- Written instruction a -
Produce, word for word, the passage of the business-formation discussion that begins with the words containing "My partner in" and ends with "will be on me .".

- Source document -
----------------

My partner in Germany wants to start new business together , LLC or S- corporation. He wants 50 /50 share ?
He is not American citizen and it looks like all taxes and responsibilities will be on me .
What should I do ?
I am setting the practice area to corporate and incorporation to highlight your question before the right audience. I suggest that you use the Find A Lawyer feature to set up a consultation with local counsel to go over your options. If you are having basic questions like this, you really should go over your business plan with someone knowledgeable in your area of business.
This is a general response that should not be considered legal advice. No attorney-client relationship has been formed. Please speak with an attorney in more detail about your specific situation.
I can't fully comment on the tax or international implications of this question, but keep in mind an LLC is governed by an Operating Agreement. Depending on your state, there will be default rules for how an LLC operates. For instance, in NY, I believe voting power is determined by profit share interest (unless it's governed by managers). Assuming the state you set up your LLC operates the same way, 51% of profit interest by default, would give you voting supremacy. On the other hand, LLC Operating Agreements (at least in NY) permit you to structure the agreement nearly any way that you wish.
S corps are generally governed by who has control of the "Board" which is usually determined by ownership of stock. Then again ... you can have both parties (you and your partner) sign a Shareholder Agreement which can stipulate certain things.
What's more important is that you figure out what you are trying to achieve. Does your partner just want to be passive and have no input? Or just veto power? Or veto power over important decisions? What if your partner wants to be bought out? What happens if you reach an impasse during decisions. This kind of stuff should be addressed somehow in the drafting of your s/h agreement (S corp) or Operating Agreement (LLC) to protect the parties, and ensure whoever is doing most of the mgmt has enough authority to conduct business at least on a day to day affairs.
Any information offered is for general education purposes to assist readers with an overall understanding, and is not intended as specific legal advice. Each situation is different, requiring individual consultation and sometimes research before actual legal advice can be dispensed. No attorney-client relationship is created through the exchange of such information. Prior results do not guarantee future outcomes.
First of all, non-U.S. citizens may NOT be shareholders of S-corporations. So that leaves you with an LLC.

----------------

- Record extracts -

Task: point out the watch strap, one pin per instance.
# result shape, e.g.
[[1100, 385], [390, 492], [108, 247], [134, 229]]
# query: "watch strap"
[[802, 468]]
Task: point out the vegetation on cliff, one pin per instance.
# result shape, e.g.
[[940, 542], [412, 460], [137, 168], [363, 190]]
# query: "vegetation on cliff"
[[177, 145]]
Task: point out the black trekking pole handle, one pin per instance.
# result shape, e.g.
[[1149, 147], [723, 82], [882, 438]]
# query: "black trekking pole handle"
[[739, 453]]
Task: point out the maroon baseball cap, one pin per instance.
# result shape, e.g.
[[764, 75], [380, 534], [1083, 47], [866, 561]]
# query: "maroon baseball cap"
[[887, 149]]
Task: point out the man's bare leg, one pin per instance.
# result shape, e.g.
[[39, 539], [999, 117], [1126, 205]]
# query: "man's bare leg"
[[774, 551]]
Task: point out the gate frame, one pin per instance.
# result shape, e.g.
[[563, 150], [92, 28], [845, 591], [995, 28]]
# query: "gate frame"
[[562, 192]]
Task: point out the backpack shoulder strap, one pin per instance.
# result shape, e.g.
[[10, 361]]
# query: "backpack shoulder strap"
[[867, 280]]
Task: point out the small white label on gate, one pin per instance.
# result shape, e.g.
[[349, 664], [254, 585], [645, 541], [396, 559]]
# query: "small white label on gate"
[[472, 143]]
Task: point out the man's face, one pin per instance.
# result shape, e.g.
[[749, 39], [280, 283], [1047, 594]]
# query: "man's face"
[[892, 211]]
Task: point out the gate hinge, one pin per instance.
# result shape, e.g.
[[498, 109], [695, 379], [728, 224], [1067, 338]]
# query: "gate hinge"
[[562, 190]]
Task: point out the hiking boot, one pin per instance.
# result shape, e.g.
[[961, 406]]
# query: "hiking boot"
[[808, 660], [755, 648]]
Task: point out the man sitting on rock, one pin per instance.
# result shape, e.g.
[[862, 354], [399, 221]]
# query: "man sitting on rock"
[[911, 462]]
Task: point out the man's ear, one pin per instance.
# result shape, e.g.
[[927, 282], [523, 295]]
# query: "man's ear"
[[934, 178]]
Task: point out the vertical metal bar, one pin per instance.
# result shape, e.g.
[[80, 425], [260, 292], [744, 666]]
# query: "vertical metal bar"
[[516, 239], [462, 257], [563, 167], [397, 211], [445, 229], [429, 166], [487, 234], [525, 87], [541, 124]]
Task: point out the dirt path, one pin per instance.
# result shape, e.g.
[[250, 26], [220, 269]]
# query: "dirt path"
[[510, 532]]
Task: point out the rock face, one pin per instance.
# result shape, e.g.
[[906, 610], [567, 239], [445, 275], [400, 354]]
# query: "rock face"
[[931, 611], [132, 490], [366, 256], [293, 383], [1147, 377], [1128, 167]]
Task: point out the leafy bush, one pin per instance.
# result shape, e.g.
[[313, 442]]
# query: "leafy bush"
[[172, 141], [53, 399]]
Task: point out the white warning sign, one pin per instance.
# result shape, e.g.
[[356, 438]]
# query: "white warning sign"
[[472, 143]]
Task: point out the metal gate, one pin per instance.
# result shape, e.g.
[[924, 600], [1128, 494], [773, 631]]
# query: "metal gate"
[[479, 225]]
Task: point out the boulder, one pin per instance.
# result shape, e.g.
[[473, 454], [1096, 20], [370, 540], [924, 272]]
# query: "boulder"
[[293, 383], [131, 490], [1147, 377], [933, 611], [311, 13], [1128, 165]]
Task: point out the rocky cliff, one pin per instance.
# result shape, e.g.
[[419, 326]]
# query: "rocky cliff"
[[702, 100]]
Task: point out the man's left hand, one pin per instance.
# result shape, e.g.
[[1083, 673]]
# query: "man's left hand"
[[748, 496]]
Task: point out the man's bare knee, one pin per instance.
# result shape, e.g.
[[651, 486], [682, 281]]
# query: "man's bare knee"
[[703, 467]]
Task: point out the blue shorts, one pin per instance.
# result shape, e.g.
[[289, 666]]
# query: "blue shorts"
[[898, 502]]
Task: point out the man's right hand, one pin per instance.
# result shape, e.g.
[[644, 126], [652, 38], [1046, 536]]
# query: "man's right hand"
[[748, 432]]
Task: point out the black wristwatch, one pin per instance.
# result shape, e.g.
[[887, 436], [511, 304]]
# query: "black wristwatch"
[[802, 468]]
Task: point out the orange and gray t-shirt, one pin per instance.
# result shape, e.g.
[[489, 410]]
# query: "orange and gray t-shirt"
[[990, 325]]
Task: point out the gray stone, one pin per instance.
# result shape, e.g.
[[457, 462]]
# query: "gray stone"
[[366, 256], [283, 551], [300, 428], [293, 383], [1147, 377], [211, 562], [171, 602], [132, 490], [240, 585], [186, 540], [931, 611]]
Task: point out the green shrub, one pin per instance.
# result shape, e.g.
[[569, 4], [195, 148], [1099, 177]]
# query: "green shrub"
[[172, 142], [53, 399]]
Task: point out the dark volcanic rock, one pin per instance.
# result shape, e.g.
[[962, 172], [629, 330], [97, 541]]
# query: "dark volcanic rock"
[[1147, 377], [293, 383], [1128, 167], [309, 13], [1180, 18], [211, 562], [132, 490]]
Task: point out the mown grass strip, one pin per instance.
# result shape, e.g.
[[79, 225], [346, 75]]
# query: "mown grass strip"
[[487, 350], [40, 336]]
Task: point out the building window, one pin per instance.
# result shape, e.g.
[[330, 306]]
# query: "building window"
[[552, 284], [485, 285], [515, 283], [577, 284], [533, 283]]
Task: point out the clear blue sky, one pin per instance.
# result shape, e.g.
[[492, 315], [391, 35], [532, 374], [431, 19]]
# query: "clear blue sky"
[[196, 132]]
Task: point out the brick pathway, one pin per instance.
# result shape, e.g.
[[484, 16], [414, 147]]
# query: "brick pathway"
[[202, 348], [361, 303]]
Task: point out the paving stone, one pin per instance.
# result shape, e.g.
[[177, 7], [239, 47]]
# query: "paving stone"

----------------

- Written instruction b -
Return the rows verbatim from the line containing "Task: point out the man sitting" through the line containing "[[934, 178]]", with both of those lines included.

- Exercise solution a -
My partner in Germany wants to start new business together , LLC or S- corporation. He wants 50 /50 share ?
He is not American citizen and it looks like all taxes and responsibilities will be on me .

- Exercise solution b -
Task: point out the man sitting on rock, one pin per instance.
# result shape, e.g.
[[862, 354], [399, 221]]
# query: "man sitting on rock"
[[911, 462]]
Task: point out the man's ear, one pin per instance.
# result shape, e.g.
[[927, 282], [523, 295]]
# query: "man's ear"
[[934, 178]]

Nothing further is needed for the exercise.